_To be done:_ Copy out every line of the data below that contains the string "pond".
-.-.-
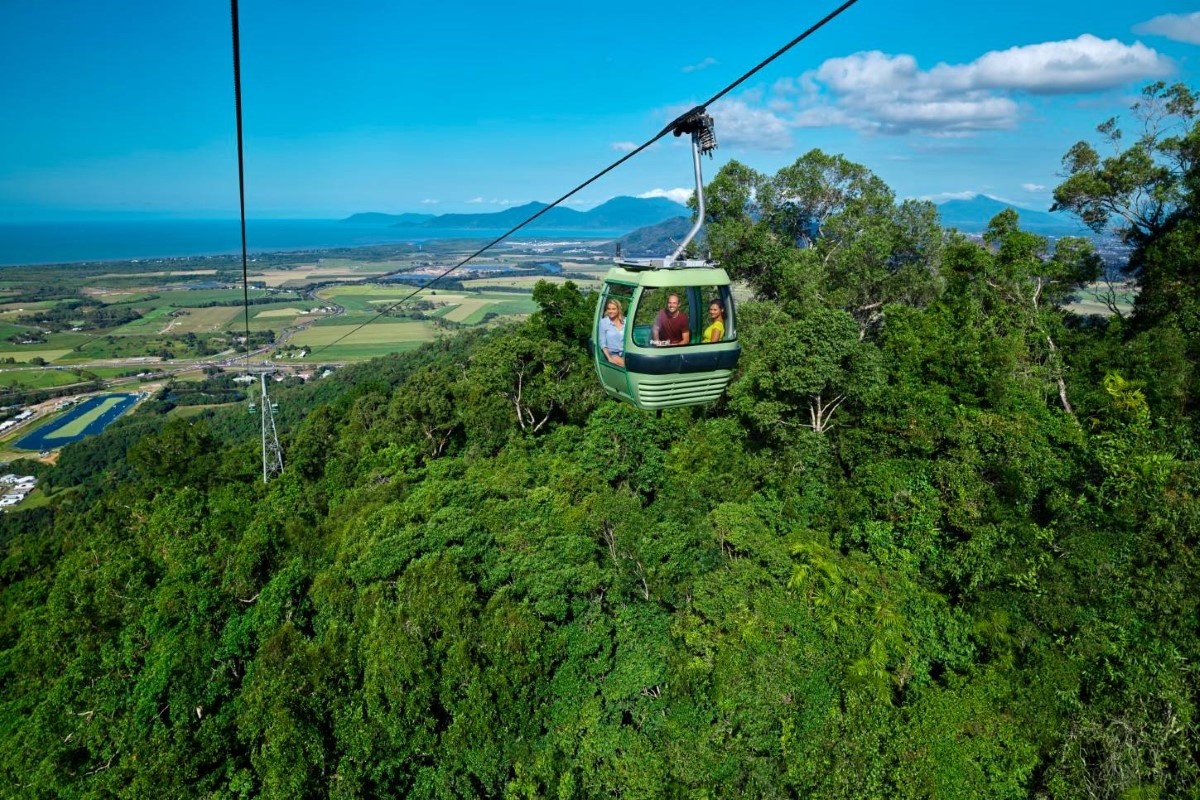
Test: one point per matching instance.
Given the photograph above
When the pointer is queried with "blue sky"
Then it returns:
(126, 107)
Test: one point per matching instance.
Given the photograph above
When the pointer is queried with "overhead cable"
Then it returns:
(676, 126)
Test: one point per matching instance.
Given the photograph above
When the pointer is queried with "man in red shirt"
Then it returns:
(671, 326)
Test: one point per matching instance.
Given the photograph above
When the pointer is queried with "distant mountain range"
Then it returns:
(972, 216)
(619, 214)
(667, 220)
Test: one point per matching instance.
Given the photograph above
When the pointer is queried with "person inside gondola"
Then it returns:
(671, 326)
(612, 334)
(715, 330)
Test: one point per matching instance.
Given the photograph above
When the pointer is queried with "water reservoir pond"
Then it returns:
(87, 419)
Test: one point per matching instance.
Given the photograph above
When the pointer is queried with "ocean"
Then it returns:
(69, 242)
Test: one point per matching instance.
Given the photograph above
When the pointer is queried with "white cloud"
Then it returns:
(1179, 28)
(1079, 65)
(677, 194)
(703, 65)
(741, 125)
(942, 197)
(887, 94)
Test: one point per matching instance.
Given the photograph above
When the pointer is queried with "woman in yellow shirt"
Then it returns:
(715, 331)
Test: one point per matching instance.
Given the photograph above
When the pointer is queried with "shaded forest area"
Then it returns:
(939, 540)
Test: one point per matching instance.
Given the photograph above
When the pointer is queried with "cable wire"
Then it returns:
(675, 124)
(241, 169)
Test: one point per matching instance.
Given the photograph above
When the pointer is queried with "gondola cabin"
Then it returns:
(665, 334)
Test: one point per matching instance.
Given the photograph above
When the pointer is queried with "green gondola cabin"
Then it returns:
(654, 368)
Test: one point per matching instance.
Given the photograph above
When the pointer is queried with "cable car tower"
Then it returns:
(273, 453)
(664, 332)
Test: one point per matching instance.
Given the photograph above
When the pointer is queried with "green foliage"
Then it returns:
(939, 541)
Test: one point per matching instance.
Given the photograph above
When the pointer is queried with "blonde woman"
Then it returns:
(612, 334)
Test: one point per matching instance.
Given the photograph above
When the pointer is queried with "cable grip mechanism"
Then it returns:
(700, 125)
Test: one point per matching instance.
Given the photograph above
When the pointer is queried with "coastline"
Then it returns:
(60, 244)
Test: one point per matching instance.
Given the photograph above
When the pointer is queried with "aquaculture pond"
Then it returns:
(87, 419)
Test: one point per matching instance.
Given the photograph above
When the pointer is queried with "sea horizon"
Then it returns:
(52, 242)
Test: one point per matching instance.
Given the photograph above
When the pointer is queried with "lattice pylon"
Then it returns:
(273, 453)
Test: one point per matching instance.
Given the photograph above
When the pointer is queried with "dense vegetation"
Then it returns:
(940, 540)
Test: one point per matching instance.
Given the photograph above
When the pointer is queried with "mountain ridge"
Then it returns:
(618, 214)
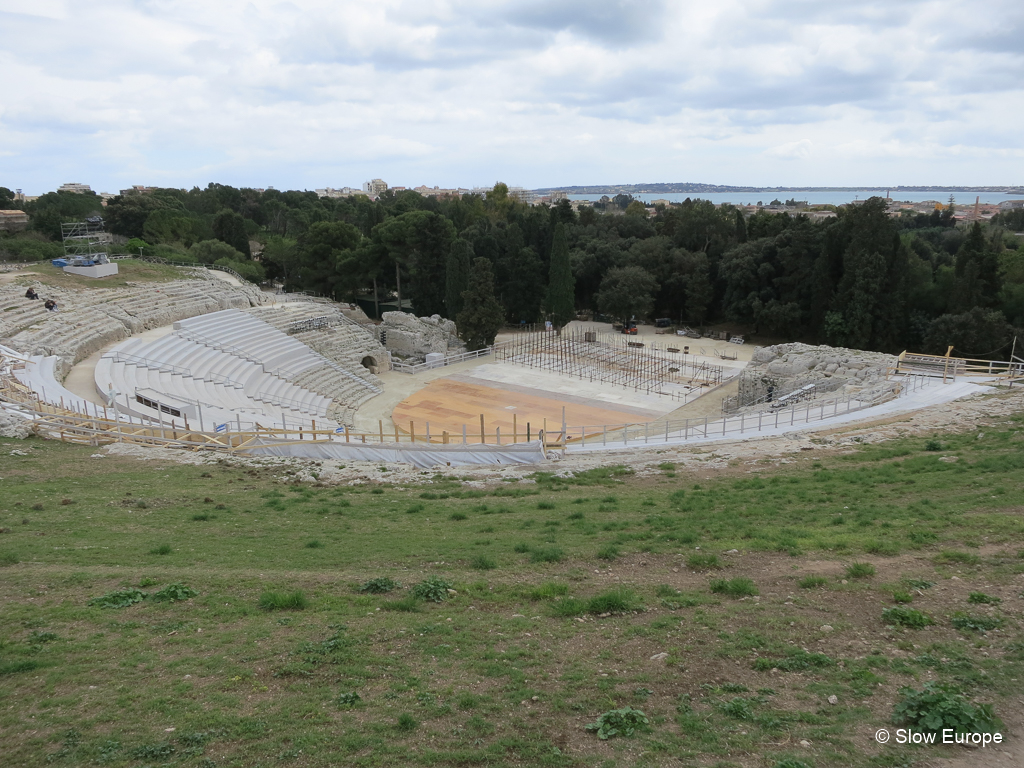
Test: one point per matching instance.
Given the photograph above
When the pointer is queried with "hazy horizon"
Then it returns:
-.-.-
_Full output:_
When the pointer is queried with "water reservoir pond"
When the pointer is queried with "aquaculture pond"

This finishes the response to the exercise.